-- Dataset rows start --

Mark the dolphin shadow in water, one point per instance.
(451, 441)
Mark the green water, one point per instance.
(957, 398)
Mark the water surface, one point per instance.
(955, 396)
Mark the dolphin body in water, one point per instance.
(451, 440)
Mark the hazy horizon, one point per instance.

-- Dataset rows end --
-- Dataset rows start --

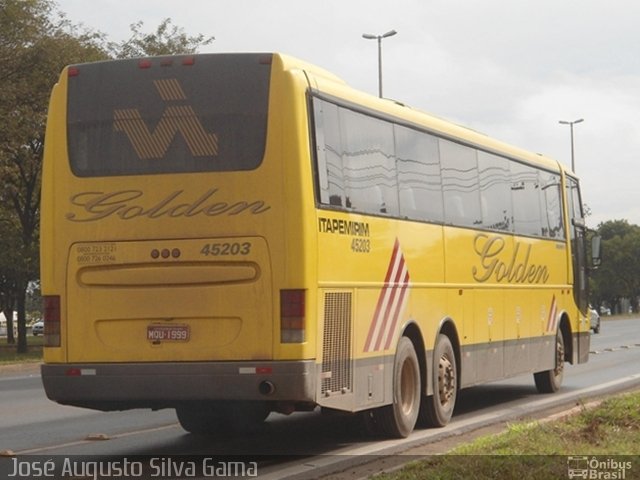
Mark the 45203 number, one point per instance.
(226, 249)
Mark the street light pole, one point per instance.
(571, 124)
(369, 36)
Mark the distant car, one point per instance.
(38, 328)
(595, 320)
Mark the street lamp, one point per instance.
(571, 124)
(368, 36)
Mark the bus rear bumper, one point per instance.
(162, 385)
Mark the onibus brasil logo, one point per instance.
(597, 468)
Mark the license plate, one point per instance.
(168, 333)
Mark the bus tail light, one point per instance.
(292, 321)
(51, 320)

-- Dataset rows end --
-- Dataset rows start --

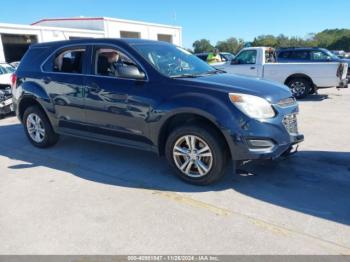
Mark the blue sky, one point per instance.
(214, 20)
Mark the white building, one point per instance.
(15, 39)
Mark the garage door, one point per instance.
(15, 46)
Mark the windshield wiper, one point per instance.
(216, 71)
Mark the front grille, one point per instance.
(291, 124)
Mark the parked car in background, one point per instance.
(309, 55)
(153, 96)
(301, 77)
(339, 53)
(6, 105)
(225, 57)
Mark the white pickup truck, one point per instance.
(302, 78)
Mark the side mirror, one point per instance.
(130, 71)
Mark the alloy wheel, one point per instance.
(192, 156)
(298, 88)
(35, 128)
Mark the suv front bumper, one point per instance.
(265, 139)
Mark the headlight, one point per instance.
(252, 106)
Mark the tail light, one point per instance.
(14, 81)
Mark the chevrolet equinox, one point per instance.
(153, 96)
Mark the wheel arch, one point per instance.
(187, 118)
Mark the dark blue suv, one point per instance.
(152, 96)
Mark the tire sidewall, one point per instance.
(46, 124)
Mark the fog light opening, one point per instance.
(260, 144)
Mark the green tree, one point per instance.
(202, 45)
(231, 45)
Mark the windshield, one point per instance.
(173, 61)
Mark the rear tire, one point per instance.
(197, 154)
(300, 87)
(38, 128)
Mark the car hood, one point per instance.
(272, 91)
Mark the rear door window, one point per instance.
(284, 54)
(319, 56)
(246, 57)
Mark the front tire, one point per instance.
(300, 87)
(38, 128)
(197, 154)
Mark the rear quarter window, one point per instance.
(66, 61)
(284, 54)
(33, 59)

-- Dataset rows end --

## Task prompt
Return every line in the records above that contains the string "door", matching case exactly.

## Reply to the task
Mark the garage door, one point per instance.
Mark the rear door window, one point per instance.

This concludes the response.